------ Available records
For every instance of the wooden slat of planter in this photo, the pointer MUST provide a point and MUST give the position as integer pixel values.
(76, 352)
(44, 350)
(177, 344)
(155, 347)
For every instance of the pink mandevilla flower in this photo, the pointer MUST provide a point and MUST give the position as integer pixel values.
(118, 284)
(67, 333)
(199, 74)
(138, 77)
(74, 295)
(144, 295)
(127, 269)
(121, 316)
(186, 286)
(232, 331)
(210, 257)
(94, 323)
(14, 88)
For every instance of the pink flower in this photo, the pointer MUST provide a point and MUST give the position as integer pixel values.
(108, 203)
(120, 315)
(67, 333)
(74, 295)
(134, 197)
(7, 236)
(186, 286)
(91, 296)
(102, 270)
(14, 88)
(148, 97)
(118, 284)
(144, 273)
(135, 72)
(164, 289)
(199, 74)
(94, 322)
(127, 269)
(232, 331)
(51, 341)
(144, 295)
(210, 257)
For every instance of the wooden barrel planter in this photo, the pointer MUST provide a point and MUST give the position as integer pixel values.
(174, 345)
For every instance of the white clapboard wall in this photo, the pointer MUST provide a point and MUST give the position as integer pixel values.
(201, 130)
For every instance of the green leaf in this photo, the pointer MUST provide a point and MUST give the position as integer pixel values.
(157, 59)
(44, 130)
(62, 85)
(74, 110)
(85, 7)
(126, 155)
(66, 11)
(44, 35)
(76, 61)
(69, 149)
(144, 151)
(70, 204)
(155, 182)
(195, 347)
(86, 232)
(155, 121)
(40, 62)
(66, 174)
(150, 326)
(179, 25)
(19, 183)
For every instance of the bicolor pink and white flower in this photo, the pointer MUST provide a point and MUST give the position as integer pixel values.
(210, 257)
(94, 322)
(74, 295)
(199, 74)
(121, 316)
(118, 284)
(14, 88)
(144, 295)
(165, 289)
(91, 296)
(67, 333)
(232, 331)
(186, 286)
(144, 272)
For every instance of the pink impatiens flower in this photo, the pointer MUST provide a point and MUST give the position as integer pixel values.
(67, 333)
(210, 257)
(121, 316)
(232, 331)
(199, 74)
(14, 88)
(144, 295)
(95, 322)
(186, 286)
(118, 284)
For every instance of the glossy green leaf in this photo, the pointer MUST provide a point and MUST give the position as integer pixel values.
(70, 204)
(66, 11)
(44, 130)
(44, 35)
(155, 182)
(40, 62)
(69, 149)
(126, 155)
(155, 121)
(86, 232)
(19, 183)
------------
Only one thing belongs in the reply: the exact lines of the listing above, from the one with "For every instance of the green" through its last line.

**Solution to the problem:**
For every instance of the green leaf in this photo, the pointer MUST provide a point and MUST give the position as integer pixel values.
(157, 59)
(44, 130)
(62, 85)
(74, 110)
(85, 7)
(126, 155)
(66, 11)
(44, 35)
(76, 61)
(69, 149)
(144, 151)
(70, 204)
(155, 182)
(195, 347)
(86, 232)
(155, 121)
(40, 62)
(66, 174)
(150, 326)
(179, 25)
(19, 183)
For every instance of the bicolor pink and white flower in this photo, the pointer MUST provide a point and MUST give the position as integer pixel values.
(210, 257)
(94, 322)
(74, 295)
(199, 74)
(121, 316)
(118, 284)
(14, 88)
(144, 295)
(165, 289)
(91, 296)
(67, 333)
(232, 331)
(186, 286)
(144, 272)
For every instance of the pink impatiens flower in this photo, the pointer MUST provide a point and MUST give the position as integer pixel values.
(67, 333)
(210, 257)
(121, 316)
(232, 331)
(199, 74)
(14, 88)
(144, 295)
(95, 322)
(186, 286)
(118, 284)
For every instance of the glossy green leaf in this photo, the pointer MUST provide a point and MUST give the position as integer pixel values.
(70, 204)
(66, 11)
(44, 130)
(44, 35)
(155, 182)
(40, 62)
(69, 149)
(126, 155)
(155, 121)
(86, 232)
(19, 183)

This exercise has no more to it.